[Location labeling records]
==============================

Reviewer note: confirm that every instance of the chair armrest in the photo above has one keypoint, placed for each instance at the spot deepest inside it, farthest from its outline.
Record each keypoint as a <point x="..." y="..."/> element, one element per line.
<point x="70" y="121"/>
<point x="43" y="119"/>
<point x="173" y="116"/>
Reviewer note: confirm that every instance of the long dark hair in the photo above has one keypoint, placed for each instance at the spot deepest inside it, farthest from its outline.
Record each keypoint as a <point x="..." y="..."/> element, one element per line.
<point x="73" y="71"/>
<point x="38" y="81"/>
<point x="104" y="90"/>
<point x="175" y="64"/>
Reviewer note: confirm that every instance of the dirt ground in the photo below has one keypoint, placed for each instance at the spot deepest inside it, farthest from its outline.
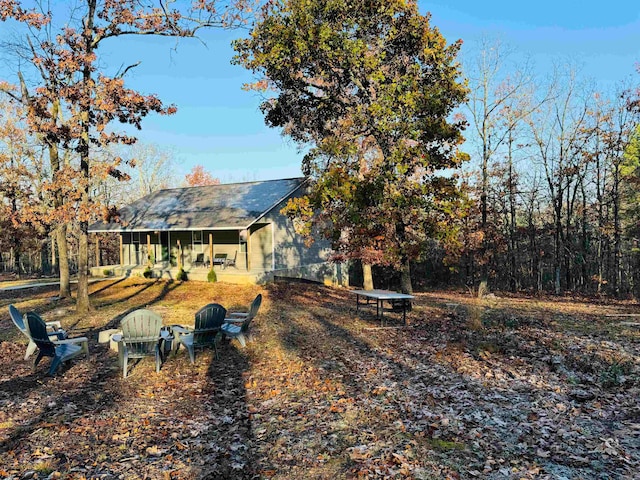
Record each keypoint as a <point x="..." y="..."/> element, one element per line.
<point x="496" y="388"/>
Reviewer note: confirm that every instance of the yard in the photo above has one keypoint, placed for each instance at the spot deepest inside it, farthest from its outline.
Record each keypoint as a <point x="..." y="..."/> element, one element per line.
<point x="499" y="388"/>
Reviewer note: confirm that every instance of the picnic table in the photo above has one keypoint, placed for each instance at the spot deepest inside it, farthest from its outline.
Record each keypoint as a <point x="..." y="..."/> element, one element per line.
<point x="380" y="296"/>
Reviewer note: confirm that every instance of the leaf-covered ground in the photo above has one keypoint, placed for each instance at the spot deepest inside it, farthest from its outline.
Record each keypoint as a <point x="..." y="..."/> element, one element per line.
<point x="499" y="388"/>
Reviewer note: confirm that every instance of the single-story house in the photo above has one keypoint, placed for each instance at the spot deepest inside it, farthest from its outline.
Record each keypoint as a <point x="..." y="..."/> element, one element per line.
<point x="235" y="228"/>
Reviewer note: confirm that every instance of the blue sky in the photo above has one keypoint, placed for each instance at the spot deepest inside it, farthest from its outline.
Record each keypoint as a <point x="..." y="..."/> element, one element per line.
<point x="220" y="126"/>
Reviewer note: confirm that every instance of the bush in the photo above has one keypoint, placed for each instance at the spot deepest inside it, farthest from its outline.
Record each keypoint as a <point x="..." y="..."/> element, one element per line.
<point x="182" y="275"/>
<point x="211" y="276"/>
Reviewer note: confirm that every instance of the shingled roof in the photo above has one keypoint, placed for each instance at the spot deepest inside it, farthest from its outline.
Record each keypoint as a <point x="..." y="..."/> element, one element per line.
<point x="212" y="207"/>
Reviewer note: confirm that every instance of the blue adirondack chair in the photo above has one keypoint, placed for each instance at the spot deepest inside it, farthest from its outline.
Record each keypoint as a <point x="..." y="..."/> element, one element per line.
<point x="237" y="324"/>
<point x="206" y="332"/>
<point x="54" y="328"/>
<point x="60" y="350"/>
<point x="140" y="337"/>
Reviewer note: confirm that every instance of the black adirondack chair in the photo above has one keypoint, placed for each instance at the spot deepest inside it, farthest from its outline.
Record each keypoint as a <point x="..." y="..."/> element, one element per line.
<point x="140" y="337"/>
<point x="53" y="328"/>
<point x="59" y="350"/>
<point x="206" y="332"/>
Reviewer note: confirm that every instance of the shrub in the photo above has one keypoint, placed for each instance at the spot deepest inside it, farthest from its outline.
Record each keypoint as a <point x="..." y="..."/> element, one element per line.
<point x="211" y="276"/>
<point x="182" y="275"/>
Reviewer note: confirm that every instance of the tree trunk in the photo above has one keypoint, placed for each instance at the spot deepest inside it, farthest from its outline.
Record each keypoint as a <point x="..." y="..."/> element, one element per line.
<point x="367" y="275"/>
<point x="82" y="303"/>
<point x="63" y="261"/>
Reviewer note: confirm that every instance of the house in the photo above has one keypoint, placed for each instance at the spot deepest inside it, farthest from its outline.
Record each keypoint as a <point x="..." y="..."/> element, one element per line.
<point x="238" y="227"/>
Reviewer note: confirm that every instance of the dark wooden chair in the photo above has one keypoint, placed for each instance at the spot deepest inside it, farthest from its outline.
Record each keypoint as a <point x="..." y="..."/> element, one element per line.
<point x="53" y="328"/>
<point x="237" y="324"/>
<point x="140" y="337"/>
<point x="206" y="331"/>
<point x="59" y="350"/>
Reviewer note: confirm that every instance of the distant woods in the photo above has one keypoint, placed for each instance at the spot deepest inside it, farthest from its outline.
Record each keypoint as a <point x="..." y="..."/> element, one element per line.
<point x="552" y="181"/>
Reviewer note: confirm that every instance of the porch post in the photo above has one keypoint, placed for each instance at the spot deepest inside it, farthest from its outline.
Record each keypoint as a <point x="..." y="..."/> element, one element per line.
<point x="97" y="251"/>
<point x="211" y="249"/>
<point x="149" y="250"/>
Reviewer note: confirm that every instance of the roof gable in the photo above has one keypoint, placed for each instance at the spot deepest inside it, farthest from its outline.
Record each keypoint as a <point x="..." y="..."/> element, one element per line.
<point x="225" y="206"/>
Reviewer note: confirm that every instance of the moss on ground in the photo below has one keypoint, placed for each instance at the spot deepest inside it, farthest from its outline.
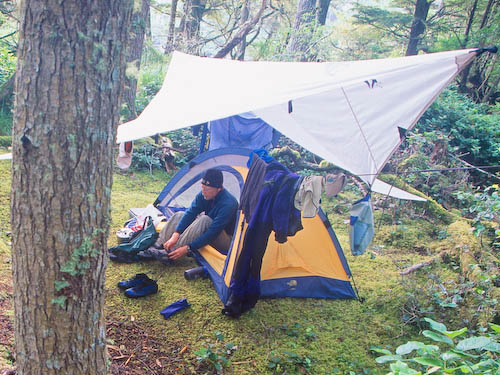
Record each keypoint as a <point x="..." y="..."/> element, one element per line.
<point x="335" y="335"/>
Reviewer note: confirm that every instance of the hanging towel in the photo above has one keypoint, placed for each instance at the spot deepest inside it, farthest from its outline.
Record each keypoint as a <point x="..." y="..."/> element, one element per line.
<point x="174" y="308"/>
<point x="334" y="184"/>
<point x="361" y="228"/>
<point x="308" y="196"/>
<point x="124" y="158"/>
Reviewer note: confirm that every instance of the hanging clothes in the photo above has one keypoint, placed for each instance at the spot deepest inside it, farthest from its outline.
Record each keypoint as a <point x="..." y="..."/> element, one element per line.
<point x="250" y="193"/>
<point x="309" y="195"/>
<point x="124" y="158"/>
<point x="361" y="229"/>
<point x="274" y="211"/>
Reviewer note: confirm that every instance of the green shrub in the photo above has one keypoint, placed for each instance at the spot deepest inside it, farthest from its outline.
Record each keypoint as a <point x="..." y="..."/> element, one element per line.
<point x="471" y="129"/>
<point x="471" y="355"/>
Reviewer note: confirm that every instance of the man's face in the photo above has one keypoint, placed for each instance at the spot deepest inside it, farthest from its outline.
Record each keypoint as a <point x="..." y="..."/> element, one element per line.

==============================

Set down the material exactly, every line of it, except for the pictures.

▶ **The output**:
Reviewer note: confirm that every instance of the chair armrest in the photo above has one keypoint, placed for each instance at the spot deepest inside it, farthest from its outline.
Record each keypoint as a <point x="..." y="..."/> element, one element per line.
<point x="70" y="121"/>
<point x="43" y="119"/>
<point x="173" y="116"/>
Reviewer note: confirm that every instance of the long dark hair in the photo above has one keypoint, placed for each instance at the spot deepest inside it, farthest from its outline.
Record each keypoint as a <point x="..." y="..."/> element, one element per line.
<point x="73" y="71"/>
<point x="38" y="81"/>
<point x="104" y="90"/>
<point x="175" y="64"/>
Reviewer note: confirm that every instance of the dirt ground in the photo below has one keypoint, placed for each instance at the spot deepest inside it, farthest from its outline.
Record each keypoint as a <point x="..." y="..."/> element, one element per line.
<point x="496" y="388"/>
Reviewer note: confirm that every instance of the yard in the photo above has one keypoint, placed for each instance at the spot deepest inside it, farthest from its outline.
Record each keypoint as a <point x="..." y="..."/> element, one element per line.
<point x="499" y="388"/>
Reviewer note: confirm that every instance of the picnic table in the photo above has one keypoint, placed for each instance at the spot deepest inside it, farthest from its outline.
Record each keypoint as a <point x="..." y="..."/> element, one element per line.
<point x="380" y="296"/>
Reviewer note: confirm that every instance of the leaf-covered ground in the photo above has one keypoint, placed for each instance at the spot deepest inside it, farthest from its outline.
Record each keypoint as a <point x="..." y="..."/> element, one element per line.
<point x="499" y="388"/>
Reviewer note: confirm that every instance of the single-story house in the photo above has one keypoint, placed for each instance at the spot deepest inside it, farthest from its outline.
Record each keypoint as a <point x="..." y="..."/> element, one element per line.
<point x="235" y="228"/>
Reviewer note: confirm that every instance of the blue sky in the photo above has one keypoint, placed for each instance at the spot deepest inside it, farthest from its outline.
Record each keypoint as a <point x="..." y="..."/> element, one element per line.
<point x="220" y="126"/>
Reviewer note: confirm that every instance of the bush in the photo above has one keypoint, placed for each instance at the spot deepest inside it, farthest from its outline.
Record each keypoint as a <point x="..." y="..."/> element, one element per line.
<point x="182" y="275"/>
<point x="211" y="276"/>
Reviewer note: confirm that every instance of the shingled roof in the photo above has one keypoint, placed for each instance at the spot deepest inside it, farthest from its outline.
Record each keypoint as a <point x="..." y="..."/> element, one element per line.
<point x="212" y="207"/>
Reviewer note: confirm that every instance of the blue adirondack chair in the photo above has one keypoint, placed for each instance at the spot deepest inside it, farthest from its outline.
Record each keypoint as a <point x="..." y="..."/> element, one element per line.
<point x="237" y="324"/>
<point x="206" y="332"/>
<point x="54" y="328"/>
<point x="60" y="350"/>
<point x="140" y="337"/>
Reviewer note: confirm that every instance of the black adirondack chair in the photo above has one keypoint, placed for each instance at the spot deepest inside it, farthest from its outline.
Record each keypoint as a <point x="..." y="..."/> element, one element per line.
<point x="140" y="337"/>
<point x="53" y="328"/>
<point x="59" y="350"/>
<point x="206" y="332"/>
Reviewer note: confirm that every instance of the shrub in the photo above has one keypoint, placed for each instance at the spot deepest inside it, farthest from its outline.
Record each keypoint as a <point x="..." y="..."/> element, one element per line.
<point x="211" y="276"/>
<point x="182" y="275"/>
Reviewer note: confirm that every instance of the tree trunk in the photo above has one keypoint, placed for each instance at the spot deepest inside it, farthest from its outline.
Record each keypoint as a <point x="..." y="..."/> element, one element per line.
<point x="367" y="275"/>
<point x="82" y="303"/>
<point x="63" y="261"/>
Reviewer note: confirm that every instance of the house in the photo above has one keypoint, placed for each instance at the spot deepest inside it, farthest from its outline.
Record each keypoint as a <point x="..." y="..."/> element, one element per line.
<point x="238" y="227"/>
Reviewer note: confirm that every instance of the dark wooden chair in the photo above has one keypoint, placed for each instance at the spot deepest inside it, farthest from its outline.
Record each keypoint as a <point x="..." y="..."/> element, one element per line.
<point x="53" y="328"/>
<point x="237" y="324"/>
<point x="140" y="337"/>
<point x="206" y="331"/>
<point x="59" y="350"/>
Reviewer note: confirm that every instance of the distant woods in the photo above has one keypoint, placed for each instance at the spot deepest inside it, farthest from its outline.
Record each keypoint as a <point x="..." y="..."/> element, one element per line.
<point x="552" y="181"/>
Reviewer note: confirm that every instance of the porch post in the photo above has one keypoint, placed for each instance at the spot deepest inside it, farthest from its outline.
Record each keypoint as a <point x="..." y="..."/> element, one element per line.
<point x="97" y="251"/>
<point x="211" y="249"/>
<point x="149" y="250"/>
Reviewer note: confirm that every instance of the roof gable in the photo above has one keypoint, placed for each instance at the spot deepest inside it, farthest from its outline.
Record each keypoint as a <point x="..." y="..."/> element, one element per line.
<point x="225" y="206"/>
Reviewer note: confirm that every instance of the moss on ground in the photo below has one keypoint, placed for each instance at the spot deepest inside it, farthest from its outline.
Record each keypoint as a <point x="..." y="..."/> element, one element per line.
<point x="335" y="335"/>
Reviewer note: confirm that every instance of the hanging towel in the photo above has one keypoint, placed for each instance at the spot deepest inside it, farthest from its outline.
Record each keypoint as a <point x="..." y="..."/> element, one element per line.
<point x="174" y="308"/>
<point x="334" y="184"/>
<point x="361" y="228"/>
<point x="308" y="196"/>
<point x="124" y="158"/>
Reviewer note: confirm that every instance of the hanging clothes in the photo above has one keypoint, placed for each instance at the spot deepest inside it, farthest from its outline.
Record each keypoint as a <point x="..." y="..."/> element, one element per line.
<point x="250" y="193"/>
<point x="309" y="195"/>
<point x="124" y="158"/>
<point x="361" y="229"/>
<point x="274" y="211"/>
Reviewer note: confirm that every instance of the green shrub in the photo above has one keypoint, placed for each instance at the spot deepest inside it, farthest from its outline.
Record each keypoint as a <point x="..." y="..."/> element, one element per line.
<point x="471" y="129"/>
<point x="471" y="355"/>
Reviewer note: confirm that every instance of the man's face in the photo above has one keypoint, placed for each instance at the spot deepest inside it, farthest from its outline.
Record each keypoint as a <point x="..." y="..."/> element, one element per line.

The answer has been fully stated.